**Task description:**
Print out all of the records exactly; no picture belongs in the result.
::::
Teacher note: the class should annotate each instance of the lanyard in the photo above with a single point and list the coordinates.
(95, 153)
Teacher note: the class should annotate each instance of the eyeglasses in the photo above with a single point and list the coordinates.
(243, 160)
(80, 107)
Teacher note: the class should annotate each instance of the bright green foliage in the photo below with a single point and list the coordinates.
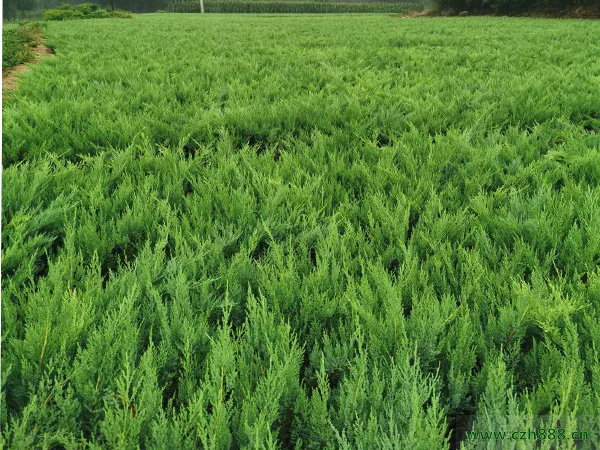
(302, 232)
(17, 42)
(252, 6)
(83, 11)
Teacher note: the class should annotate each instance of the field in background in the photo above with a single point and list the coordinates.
(302, 232)
(296, 7)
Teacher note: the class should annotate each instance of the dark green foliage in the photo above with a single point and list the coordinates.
(513, 6)
(302, 232)
(237, 6)
(83, 11)
(17, 42)
(289, 7)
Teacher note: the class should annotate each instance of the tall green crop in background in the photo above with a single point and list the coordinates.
(303, 232)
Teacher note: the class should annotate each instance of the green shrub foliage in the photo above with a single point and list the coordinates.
(302, 232)
(83, 11)
(17, 43)
(513, 6)
(293, 7)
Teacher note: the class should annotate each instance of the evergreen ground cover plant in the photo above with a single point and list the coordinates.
(302, 232)
(17, 42)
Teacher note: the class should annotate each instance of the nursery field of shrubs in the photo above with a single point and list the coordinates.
(290, 7)
(303, 232)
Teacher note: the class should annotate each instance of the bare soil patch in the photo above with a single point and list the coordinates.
(11, 75)
(414, 14)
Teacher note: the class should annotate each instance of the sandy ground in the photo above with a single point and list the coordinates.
(11, 75)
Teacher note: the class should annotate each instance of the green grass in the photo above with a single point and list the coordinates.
(302, 232)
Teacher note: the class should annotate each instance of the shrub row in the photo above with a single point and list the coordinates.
(512, 6)
(288, 7)
(83, 11)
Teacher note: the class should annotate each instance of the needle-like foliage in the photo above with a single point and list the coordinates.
(302, 232)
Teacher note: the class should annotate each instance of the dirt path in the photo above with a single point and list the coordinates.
(11, 75)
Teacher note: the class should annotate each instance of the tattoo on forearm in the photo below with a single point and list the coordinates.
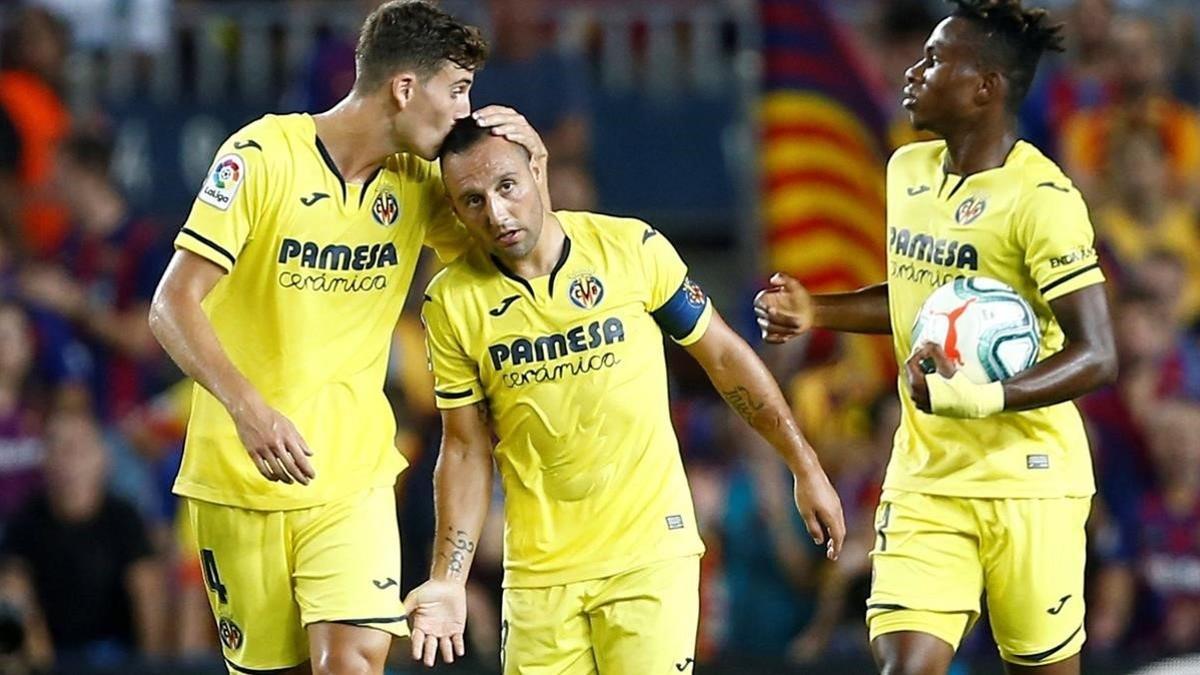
(462, 548)
(745, 405)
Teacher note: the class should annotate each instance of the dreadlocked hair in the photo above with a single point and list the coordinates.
(1014, 37)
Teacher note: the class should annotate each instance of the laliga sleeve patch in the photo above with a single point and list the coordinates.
(223, 180)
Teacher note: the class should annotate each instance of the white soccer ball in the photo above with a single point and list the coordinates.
(988, 329)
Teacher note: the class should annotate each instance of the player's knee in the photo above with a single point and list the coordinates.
(913, 665)
(895, 655)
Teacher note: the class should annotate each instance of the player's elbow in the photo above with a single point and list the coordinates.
(1103, 366)
(1107, 369)
(159, 317)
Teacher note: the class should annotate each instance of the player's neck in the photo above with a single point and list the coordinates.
(979, 147)
(546, 252)
(355, 136)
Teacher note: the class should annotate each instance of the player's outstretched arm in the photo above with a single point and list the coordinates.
(462, 491)
(186, 334)
(1086, 363)
(745, 383)
(786, 310)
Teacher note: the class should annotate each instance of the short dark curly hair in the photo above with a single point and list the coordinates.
(1014, 37)
(414, 34)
::::
**Your solution:**
Teacher note: the class should annotate each instance of the lanyard in the photo above with a single point and list the coordinates.
(95, 153)
Teacher note: the class should annotate each instance of the eyeglasses in the photo above with a single point and list the coordinates.
(243, 160)
(80, 107)
Teacher note: the class should annotate each instance of the bright green foliage in the photo below with a single point and list the coordinates.
(302, 232)
(17, 42)
(252, 6)
(83, 11)
Teacher note: the class should annotate each instance of the field in background in the photo above with a single point and list the coordinates.
(302, 232)
(296, 7)
Teacher note: the class should annotate each instance of the dark green foliage in the photo above with a single point and list the coordinates.
(513, 6)
(302, 232)
(237, 6)
(83, 11)
(17, 42)
(289, 7)
Teacher note: the class should annotate each instance of the tall green crop in background in the photo above with a single point and list the coordinates.
(303, 232)
Teacher note: the class should annotate each instance of the green shrub foliage in the photo above with a single point and list the coordinates.
(302, 232)
(83, 11)
(17, 43)
(513, 6)
(293, 7)
Teacher note: the class should annotate each instance of the evergreen ground cover plant in the photo above with a single point and list the coordinates.
(302, 232)
(17, 42)
Teacher note: the class should annotate each instance of the nursery field of shrubs in the photo above with a single point and list the coordinates.
(290, 7)
(303, 232)
Teacher note: the class should annotate each instance of the bare soil patch in the photo above with a single point and list the coordinates.
(11, 75)
(414, 14)
Teacher note: the class should annotate each instance of the sandy ground in the photo above with a single point and list the coordinates.
(11, 75)
Teacher note: the class should annotate each instance of the green grass in the photo above with a single point and list the coordinates.
(302, 232)
Teacher note: the class should annotate each instance of the shrub row in the photo above with a single point and list the coordinates.
(512, 6)
(288, 7)
(83, 11)
Teacher note: the class should annotate each instance of the needle-like foliage in the photo above with a single point and list the coordinates.
(302, 232)
Teacher note: the class should annotate each instance of the dirt path in the photo above with a single point and list the coordinates.
(11, 75)
Teacher note: the class should annotate each instance of the tattoo on forearm in the photo below with a single point and list the coordinates.
(462, 548)
(745, 405)
Teacher note: the class should annotate each instance of the dreadlocked hair in the photo above with a single point and list the coordinates.
(1014, 37)
Teacher note: the class should annotate each instance of the laliga sleeve patch in the photo above with a single point and list the coordinates.
(223, 180)
Teacher note: the class should annotate each instance of the white soccer ball in the photo above with a single point and list the coordinates.
(988, 329)
Teacher note: the class should annotate each instance of the player's knee in the photo above with a single point and list the coordinates.
(913, 665)
(895, 655)
Teacher note: the class should annotate each instance of the player's elbow in the photo above with a single point and list the coordinates.
(1103, 366)
(1107, 369)
(159, 317)
Teacher note: the class should annotate each instance of the player's neck in the photo above with a single point and list the coordinates.
(979, 147)
(546, 252)
(355, 136)
Teacher note: the class should annotate each instance of the player's outstretched arm in the photo above with a single point and list the coordinates.
(462, 491)
(186, 334)
(1086, 363)
(745, 383)
(786, 310)
Teacher note: the class should annotate each instance of the short dark curly hair in the photo above with a single point and list the coordinates.
(1014, 37)
(414, 34)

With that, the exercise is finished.